» Stated exercise 1: Count the lines of the entries that contain the string "brown", treating uppercase and lowercase as different. Give only the number.

Without a common ground that ensures that all data is generated in a standard way, data cannot be analyzed to come up with different clusters of words that serve as topics. In other words, according to Ronald, when there are large structural differences that may be arising from, for example, different styles of writing or different editors with different tastes, all clusters that the model can generate will be based on those differences. This makes it very difficult to produce knowledge about social phenomena, because they occur all over the place and are not suitable for analysis as they are. All scientific knowledge production depends on preconstruction of the object of analysis in controlled environments (Knorr-Cetina, 1981). Social scientific knowledge production is no exception. For social phenomena to be fit for study using computational methods, they must be constructed in a predetermined way in predetermined environments. In other words, in a laboratory.
Computational approaches require computational objects, regardless of whether they are prepared or collected as such by the researchers. Twitter’s API provides the researchers with these objects. The tweet object for Ronald’s project was the basic unit of analysis provided by the platform in an already packaged fashion. The standardization, however, does not end here. Ronald mentioned that one of the advantages of working with data from only one platform is that digital objects on the platform share the same restrictions. For instance, all tweets on Twitter have a character limit. But in addition, says Ronald, Twitter standardizes how people talk and interact: [There is] talk about you know left Twitter and right Twitter, but … there’s still a common sort of culture on how people write … limited by the … platform …. How people retweet and stuff like that.
According to Ronald, the boundaries that Twitter draws around the domain of possible actions/interactions on the platform results in a commonality in practices which, in turn, ensures consistency in the data generated. This often manifests itself in the most mundane ways, such as through spell checkers. Ronald says: [Twitter is] homogeneous structurally. … [A]ll of the tweets have the same restrictions. They’re all working with the same spell checker. … So, there’s less structural issues that appear in the things, and if there’s one thing that AI is really good at, it’s finding structural problems with your data.
LDA, the approach that Ronald uses to make supposedly existing latent topics in documents manifest, relies on the assumption that documents are bags of words, and processes them on the basis of the relative frequencies of each word in different documents. This approach would be impossible for Ronald to use if the language on Twitter was not standardized to some degree. The models Ronald uses cannot reliably tell whether ‘resident’ is a word of its own or a misspelled ‘president’. This is a mundane, but still significant problem for Ronald, he says, talking about insurance forms that are filled manually by people, that ‘nobody knows how to … spell Mitsubishi. Nobody does.’
However, the production of the social through standards also has its downsides, as the standards of platforms differ. This means that it is difficult for researchers to combine data from different platforms when using certain methods. Pierre, a member of the same lab as Jay and Ronald, working on a similar project to Ronald’s, said: So, if … 85 or 90% of your data set consists of tweets and then you inject 10 percent of other platforms, at the end, everything gets mixed up. So, at the end of it, you will not be able to understand what comes from what part. … What does it do within the data set? So maybe it doesn’t do anything, maybe just worsens the quality of the data.

» Stated exercise 2: List every person's name that appears in the text about Twitter data.

(Data records)

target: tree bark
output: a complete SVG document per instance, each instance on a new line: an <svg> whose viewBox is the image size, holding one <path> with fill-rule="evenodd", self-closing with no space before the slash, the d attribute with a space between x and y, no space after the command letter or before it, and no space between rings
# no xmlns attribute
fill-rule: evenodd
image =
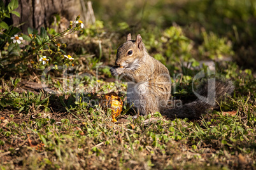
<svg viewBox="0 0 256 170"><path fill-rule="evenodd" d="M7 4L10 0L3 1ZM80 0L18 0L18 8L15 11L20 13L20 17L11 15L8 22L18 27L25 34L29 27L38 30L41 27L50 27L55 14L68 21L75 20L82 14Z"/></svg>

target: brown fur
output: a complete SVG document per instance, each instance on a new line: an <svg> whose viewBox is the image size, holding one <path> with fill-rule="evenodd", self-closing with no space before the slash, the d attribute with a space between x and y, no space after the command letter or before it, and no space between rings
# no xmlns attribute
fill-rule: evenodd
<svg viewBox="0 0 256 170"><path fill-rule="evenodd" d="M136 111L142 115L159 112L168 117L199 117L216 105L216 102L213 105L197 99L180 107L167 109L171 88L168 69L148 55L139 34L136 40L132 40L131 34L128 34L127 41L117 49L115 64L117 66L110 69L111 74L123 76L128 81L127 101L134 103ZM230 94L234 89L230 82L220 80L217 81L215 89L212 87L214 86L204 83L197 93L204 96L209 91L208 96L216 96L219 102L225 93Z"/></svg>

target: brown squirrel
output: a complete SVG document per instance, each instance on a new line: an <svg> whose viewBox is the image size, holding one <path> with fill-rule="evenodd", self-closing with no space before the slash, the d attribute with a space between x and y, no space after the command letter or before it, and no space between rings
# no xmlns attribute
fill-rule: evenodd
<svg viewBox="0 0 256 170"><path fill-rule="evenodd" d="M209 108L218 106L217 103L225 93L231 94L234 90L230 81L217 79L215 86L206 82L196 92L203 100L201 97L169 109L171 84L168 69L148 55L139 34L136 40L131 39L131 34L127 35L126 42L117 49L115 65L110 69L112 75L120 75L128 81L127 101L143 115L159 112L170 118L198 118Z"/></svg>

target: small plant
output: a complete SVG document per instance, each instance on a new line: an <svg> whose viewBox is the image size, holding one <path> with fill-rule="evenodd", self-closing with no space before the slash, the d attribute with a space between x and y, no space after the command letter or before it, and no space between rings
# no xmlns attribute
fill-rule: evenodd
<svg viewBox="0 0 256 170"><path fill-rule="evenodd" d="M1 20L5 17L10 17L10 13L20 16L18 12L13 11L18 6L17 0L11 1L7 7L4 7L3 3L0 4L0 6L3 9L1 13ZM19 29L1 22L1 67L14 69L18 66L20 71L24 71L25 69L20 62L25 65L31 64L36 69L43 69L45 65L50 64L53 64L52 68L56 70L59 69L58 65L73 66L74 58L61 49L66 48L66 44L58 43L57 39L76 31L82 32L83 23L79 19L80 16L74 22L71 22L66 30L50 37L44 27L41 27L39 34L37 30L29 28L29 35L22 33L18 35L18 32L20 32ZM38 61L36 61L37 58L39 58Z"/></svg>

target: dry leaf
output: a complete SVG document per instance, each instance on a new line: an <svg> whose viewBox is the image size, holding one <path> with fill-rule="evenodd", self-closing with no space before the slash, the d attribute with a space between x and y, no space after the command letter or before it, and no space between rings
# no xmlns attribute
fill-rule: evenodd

* * *

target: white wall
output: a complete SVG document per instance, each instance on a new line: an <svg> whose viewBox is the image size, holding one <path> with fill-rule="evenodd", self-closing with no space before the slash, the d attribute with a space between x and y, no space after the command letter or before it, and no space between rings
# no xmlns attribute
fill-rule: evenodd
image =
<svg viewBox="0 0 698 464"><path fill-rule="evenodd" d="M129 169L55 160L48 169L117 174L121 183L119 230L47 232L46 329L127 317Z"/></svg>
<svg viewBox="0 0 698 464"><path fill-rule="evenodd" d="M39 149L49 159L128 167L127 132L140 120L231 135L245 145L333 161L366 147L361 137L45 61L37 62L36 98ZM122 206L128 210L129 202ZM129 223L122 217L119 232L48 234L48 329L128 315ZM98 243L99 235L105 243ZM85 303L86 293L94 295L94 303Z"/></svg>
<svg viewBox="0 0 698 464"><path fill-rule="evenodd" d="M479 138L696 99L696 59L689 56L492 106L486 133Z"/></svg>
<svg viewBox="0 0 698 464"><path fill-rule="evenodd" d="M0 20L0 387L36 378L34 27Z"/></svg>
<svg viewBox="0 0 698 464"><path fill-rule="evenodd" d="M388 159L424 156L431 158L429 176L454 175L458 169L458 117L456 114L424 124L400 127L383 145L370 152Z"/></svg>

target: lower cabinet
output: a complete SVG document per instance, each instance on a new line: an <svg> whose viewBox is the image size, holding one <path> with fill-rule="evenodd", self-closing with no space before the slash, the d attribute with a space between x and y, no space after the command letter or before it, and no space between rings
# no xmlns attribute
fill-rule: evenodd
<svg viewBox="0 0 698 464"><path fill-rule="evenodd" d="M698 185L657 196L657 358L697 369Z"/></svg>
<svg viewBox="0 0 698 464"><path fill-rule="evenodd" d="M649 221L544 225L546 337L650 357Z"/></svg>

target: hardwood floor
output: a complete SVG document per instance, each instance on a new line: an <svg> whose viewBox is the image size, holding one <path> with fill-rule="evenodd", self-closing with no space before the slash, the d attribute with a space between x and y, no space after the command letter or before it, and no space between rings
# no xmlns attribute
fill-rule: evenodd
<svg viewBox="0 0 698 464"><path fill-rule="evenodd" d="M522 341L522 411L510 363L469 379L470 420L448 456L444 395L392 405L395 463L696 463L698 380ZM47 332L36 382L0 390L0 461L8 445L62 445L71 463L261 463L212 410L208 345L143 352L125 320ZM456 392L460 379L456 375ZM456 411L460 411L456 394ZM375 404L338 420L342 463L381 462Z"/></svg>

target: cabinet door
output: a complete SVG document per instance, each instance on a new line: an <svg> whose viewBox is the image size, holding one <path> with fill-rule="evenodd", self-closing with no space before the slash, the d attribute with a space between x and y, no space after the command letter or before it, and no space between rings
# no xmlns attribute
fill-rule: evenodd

» Problem solution 1: 2

» Problem solution 2: Ronald, Knorr-Cetina, Pierre, Jay